### Work required
Repeat all entries exactly.
▶
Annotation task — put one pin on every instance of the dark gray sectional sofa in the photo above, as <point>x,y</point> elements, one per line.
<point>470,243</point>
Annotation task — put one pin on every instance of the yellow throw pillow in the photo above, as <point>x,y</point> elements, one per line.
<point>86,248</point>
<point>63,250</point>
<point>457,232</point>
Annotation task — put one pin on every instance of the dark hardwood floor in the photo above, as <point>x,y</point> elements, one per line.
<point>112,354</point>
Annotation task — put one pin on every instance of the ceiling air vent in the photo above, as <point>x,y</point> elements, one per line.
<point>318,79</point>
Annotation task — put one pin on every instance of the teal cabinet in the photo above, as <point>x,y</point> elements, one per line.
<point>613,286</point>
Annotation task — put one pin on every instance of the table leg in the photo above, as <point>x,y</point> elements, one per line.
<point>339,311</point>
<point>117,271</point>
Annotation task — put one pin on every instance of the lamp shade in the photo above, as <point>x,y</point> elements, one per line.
◀
### Response
Annotation task — put one pin on every instance of the dark gray sectional sofa in the photo above, as <point>x,y</point> elements, one per line.
<point>470,243</point>
Annotation task — put one pin on every instance of the yellow throw pillow in the photo above, as <point>x,y</point> elements, one per line.
<point>86,248</point>
<point>63,250</point>
<point>457,232</point>
Annotation task — put one pin on every instance of the dark hardwood floor in the photo above, as <point>x,y</point> elements, one per line.
<point>112,354</point>
Annotation task — put one pin on every instance of the ceiling air vent in the photo above, as <point>x,y</point> elements, one per line.
<point>318,79</point>
Annotation task — put one pin on every instance of the teal cabinet in the photo above, as <point>x,y</point> elements, one per line.
<point>613,286</point>
Annotation task — put one pin on every instance of the table leg in the photo above, as <point>x,y</point> elements, one per line.
<point>339,311</point>
<point>117,271</point>
Annotation task — put one pin on every instance of the lamp shade in the photo above, as <point>x,y</point> elements, one per line.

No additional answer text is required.